### Stated problem
Reproduce each line of the listing below word for word, leaving out the pictures.

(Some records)
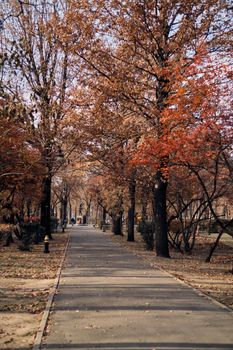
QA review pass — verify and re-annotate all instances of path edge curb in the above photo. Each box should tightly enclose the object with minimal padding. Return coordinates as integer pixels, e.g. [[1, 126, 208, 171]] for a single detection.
[[32, 230, 70, 350], [107, 231, 233, 316]]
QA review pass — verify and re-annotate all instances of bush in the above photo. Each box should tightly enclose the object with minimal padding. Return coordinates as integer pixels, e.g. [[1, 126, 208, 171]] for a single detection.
[[208, 219, 233, 236]]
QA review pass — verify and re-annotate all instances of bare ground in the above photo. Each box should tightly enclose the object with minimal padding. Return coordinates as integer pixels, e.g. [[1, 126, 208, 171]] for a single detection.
[[111, 234, 233, 309], [0, 233, 68, 349], [0, 228, 233, 350]]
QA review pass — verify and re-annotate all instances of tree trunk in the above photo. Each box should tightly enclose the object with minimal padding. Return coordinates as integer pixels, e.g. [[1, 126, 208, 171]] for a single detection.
[[153, 172, 170, 258], [112, 214, 122, 235], [127, 174, 136, 242], [102, 207, 107, 224], [40, 176, 52, 239]]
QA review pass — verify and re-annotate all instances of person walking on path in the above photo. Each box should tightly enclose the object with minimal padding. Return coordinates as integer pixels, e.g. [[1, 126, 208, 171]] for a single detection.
[[42, 226, 233, 350]]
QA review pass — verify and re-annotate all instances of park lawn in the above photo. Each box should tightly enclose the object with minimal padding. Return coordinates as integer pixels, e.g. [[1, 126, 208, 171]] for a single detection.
[[111, 233, 233, 309], [0, 233, 68, 349]]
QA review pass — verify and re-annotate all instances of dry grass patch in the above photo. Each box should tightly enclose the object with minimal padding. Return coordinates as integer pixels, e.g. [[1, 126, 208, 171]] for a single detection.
[[111, 234, 233, 309], [0, 233, 68, 349]]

### The response
QA review pass — verify and re-annotate all instances of path edge curb in the above photo. Each box should tightly enclose the object with minimal padding. Return coordinates as integer pixels, e.g. [[1, 126, 208, 171]] for a single detection.
[[32, 230, 70, 350], [107, 231, 233, 316]]
QA review pass — verify and re-annotate all instances of bush in the above photo. Each box should tightly enclose the object with minimal padding. Return coordinates as integer pixels, e.g. [[1, 126, 208, 171]] for a single detection.
[[208, 219, 233, 236]]
QA review pass — verify and re-annotate all instances of bare ground in the above photo. Each box should tightly enclose the object with minimal padding. Return coordinates as integer pixels, e.g. [[1, 126, 208, 171]] for a single detection.
[[111, 234, 233, 309], [0, 233, 68, 349], [0, 228, 233, 350]]
QA review pass — verify and re-annotate all instances of tree trunk in the above photo. Each box should tightly enclose the object with minimal padding. Return coordinates as integer pixels, e.g. [[1, 126, 208, 171]] for a single detection.
[[153, 172, 170, 258], [112, 214, 122, 235], [127, 174, 136, 242], [102, 207, 107, 224], [40, 176, 52, 239]]
QA review pass — verify and re-annotate all instances of person walking on path in the above photo. Each box should tightly enclose the object with minimal padding. Return coordinates as integer pixels, e.g. [[1, 126, 208, 171]] for a single detection.
[[42, 226, 233, 350]]
QA review pass — verify and re-annotate all instances of park lawn in the above photo. Each box should tightly enclose the object with minimal padding. Return coordinates as integer pixels, e.g. [[1, 126, 208, 171]] for a single detection.
[[111, 233, 233, 309], [0, 233, 68, 349]]
QA review pass — verify and re-annotate all instances of dry grass patch in the above photo. Each box should tightly enclose the object with minimal padding. Return coordinates as integer pixels, e.g. [[1, 126, 208, 171]] for a single detection.
[[111, 234, 233, 309], [0, 233, 68, 349]]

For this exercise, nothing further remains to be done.